TASK DATA:
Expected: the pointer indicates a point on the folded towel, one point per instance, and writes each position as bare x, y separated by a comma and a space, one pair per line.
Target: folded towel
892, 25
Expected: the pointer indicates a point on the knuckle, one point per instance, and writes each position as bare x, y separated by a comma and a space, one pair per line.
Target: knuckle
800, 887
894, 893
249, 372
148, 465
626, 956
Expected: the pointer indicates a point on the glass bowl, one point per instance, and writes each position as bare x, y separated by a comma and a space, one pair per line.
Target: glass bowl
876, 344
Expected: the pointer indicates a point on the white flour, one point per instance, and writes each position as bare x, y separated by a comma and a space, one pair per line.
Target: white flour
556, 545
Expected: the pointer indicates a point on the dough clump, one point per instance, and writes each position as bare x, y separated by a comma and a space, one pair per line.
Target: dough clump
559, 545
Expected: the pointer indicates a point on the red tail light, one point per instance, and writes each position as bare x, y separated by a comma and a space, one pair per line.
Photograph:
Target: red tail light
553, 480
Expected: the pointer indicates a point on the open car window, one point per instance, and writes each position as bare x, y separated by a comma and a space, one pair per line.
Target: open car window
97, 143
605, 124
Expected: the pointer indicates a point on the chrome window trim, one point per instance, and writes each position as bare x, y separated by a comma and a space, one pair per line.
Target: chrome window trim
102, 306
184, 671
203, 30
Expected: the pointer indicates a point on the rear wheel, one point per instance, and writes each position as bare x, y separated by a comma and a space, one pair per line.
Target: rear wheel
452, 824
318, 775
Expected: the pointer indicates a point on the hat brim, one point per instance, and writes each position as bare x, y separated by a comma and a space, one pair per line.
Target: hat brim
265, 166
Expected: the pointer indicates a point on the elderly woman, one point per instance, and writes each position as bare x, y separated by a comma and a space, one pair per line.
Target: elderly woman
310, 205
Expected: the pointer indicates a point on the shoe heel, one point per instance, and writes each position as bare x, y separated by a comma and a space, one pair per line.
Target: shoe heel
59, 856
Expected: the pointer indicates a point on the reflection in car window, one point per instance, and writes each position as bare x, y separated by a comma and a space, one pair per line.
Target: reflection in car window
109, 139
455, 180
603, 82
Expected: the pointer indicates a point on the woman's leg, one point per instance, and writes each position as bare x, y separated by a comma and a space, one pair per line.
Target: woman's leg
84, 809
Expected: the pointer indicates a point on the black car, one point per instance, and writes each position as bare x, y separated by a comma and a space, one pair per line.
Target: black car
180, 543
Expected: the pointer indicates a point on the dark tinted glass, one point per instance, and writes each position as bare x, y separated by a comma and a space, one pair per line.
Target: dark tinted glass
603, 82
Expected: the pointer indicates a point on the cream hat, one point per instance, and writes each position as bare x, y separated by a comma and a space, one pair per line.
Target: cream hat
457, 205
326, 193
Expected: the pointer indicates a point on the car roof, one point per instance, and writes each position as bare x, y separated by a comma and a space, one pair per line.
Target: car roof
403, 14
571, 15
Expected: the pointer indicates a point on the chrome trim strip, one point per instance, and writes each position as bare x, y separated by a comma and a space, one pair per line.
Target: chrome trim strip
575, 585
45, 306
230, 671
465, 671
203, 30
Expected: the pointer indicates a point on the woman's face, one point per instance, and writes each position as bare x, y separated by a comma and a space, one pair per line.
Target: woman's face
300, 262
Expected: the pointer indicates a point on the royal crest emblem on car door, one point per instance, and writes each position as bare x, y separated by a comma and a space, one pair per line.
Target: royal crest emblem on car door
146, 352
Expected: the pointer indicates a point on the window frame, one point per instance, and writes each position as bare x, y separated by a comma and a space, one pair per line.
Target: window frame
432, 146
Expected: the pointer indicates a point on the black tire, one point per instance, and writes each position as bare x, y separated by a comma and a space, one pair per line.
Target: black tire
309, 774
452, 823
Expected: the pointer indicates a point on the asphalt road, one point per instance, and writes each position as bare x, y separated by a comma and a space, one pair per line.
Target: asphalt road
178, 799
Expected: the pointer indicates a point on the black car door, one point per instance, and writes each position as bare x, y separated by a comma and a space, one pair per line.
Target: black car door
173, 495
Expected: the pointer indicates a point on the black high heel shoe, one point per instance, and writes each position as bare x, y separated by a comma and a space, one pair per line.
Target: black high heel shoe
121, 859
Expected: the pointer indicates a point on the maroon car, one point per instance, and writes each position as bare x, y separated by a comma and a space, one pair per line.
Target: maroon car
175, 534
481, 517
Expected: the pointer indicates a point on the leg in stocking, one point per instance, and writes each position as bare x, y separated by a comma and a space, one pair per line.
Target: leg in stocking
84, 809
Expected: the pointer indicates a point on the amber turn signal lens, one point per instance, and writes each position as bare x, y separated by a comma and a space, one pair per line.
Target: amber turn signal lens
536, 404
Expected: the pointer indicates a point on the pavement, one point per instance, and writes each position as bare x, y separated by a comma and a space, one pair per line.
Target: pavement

WRITTEN EXERCISE: Each line above is to be repeated exactly.

FINAL RESULT:
Expected: the pointer indicates a point on the folded towel, one point per instance, and writes each position as bare x, y separated by a comma and a space, one pair per line.
Target: folded towel
892, 25
Expected: the pointer indicates a point on the knuckle, one point per instance, and writes each position as bare x, y separated by a comma and a space, one pair per line.
Target: knuckle
800, 887
894, 893
249, 372
148, 465
626, 956
Expected: the pointer indicates a point on the glass bowl, one point per instance, and writes each position as bare x, y separated by a comma and a space, one pair per line.
Target: glass bowl
876, 344
Expected: the pointer indicates a point on the white flour, one point per instance, and writes each position as bare x, y separated by a comma and a space, one pair per line.
Target: white flour
556, 545
Expected: the pointer indicates a point on the dough clump, one point per instance, and writes each position as bare x, y separated by a comma and a space, one pair per line.
Target: dough clump
559, 545
Expected: the pointer indicates a point on the red tail light, one point per instance, and writes each position as bare x, y separated by a comma and a space, one pair per line.
Photograph:
Target: red tail light
553, 480
Expected: the pointer indicates a point on the open car window, one point per instance, and writes each position as bare x, y separated by a comma and a space, one pair per line.
Target: open car window
97, 143
605, 124
Expected: the pointer indicates a point on the chrome window trim, one point per instance, and writes each position as bare x, y separated by a comma and a space, one pair per line.
Target: chrome window trim
102, 306
184, 671
203, 30
Expected: the pointer indicates a point on the rear wheel, one point per instance, and writes each position as bare x, y separated by a comma and a space, one pair per line.
Target: rear wheel
452, 824
318, 775
Expected: the pointer indicates a point on the hat brim, one point per instance, and writes each position as bare x, y separated by a comma and a space, one pair per line.
Target: hat brim
265, 166
Expected: the pointer indicates a point on the elderly woman, one point per instance, and writes each position as bare x, y separated by a comma and a space, one pair per line.
Target: elderly woman
310, 205
Expected: the pointer indicates a point on the shoe heel, one point per instance, and writes each position as bare x, y separated by a comma and a space, one pair per line.
Target: shoe heel
59, 856
Expected: the pointer indicates a point on the reflection in car window, one point per instance, and writes each position as bare x, y separated by a comma and a space, one pair per line.
Target: reflection in car window
109, 139
455, 180
603, 82
Expected: the pointer indicates a point on the woman's leg, one point per instance, and writes each position as bare x, y separated by a comma and a space, one pair per line.
Target: woman's leg
84, 809
Expected: the pointer indicates a point on the black car, one point per instance, and writes each position as bare x, y separated by a comma and a space, one pair per line.
Target: black car
180, 543
Expected: the pointer indicates a point on the dark tinted glass, one point per instance, and writes each position as bare x, y separated by a comma and a space, one pair per line.
Target: dark tinted glass
603, 82
Expected: the pointer indicates a point on the cream hat, one point per instance, and writes each position as bare x, y separated by a comma and a space, one pair per line.
Target: cream hat
457, 205
326, 193
Expected: the pointer indicates a point on the car roof, one point per instance, and writes each position as bare x, y separated by a comma and a space, one pair per line.
Target: car roof
403, 14
571, 15
Expected: the pointer indicates a point on the chrome trim strip, one point per instance, and writes each position as bare x, y separated by a comma and a space, one pair per line.
Target: chrome trim strip
575, 585
45, 306
230, 671
465, 671
203, 30
Expected: the pointer indicates a point on the woman's face, one point per instance, and writes each position as bare x, y separated by a comma and a space, one pair per line.
Target: woman's face
300, 262
Expected: the pointer indicates a point on the royal crest emblem on car door, one point per instance, and writes each position as bare x, y separated by a comma and a space, one pair per line.
Target: royal crest emblem on car door
146, 352
Expected: the pointer indicates a point on the window frame, one point per instance, and writes each position as bare x, y separated by a comma and a space, one pair per line.
Target: window frame
432, 146
Expected: the pointer indicates a point on the black tire, one point per instance, and writes each position as bare x, y separated by a comma and a space, one pair per line.
Target: black tire
309, 774
452, 823
Expected: the pointer indicates a point on the asphalt road, one point per instance, and writes each position as bare x, y separated by a comma and a space, one pair per line.
Target: asphalt road
178, 799
Expected: the pointer indicates a point on the black car door, one point per instance, and writes each position as bare x, y separated by a comma and a space, one pair per line.
Target: black car door
173, 495
Expected: the pointer indicates a point on the black high heel shoe, one point per instance, and writes each position as bare x, y separated by a comma and a space, one pair per line.
Target: black high heel shoe
121, 859
Expected: the pointer indicates a point on the maroon car, one point per instance, and writes each position as bare x, y separated by a comma and a space, one pair per line.
Target: maroon car
175, 534
481, 517
Expected: the pointer indicates a point on the leg in stocking, one point per instance, and writes each position as bare x, y separated by a comma and a space, one pair per line.
Target: leg in stocking
84, 809
Expected: the pointer indicates a point on the amber turn signal lens, one point per instance, and writes each position as bare x, y separated by a comma and a space, one pair per line.
Target: amber turn signal lens
536, 404
Expected: the pointer indicates a point on the pavement, one point per instance, and writes each position as bare x, y separated by a comma and a space, one pair per line.
Target: pavement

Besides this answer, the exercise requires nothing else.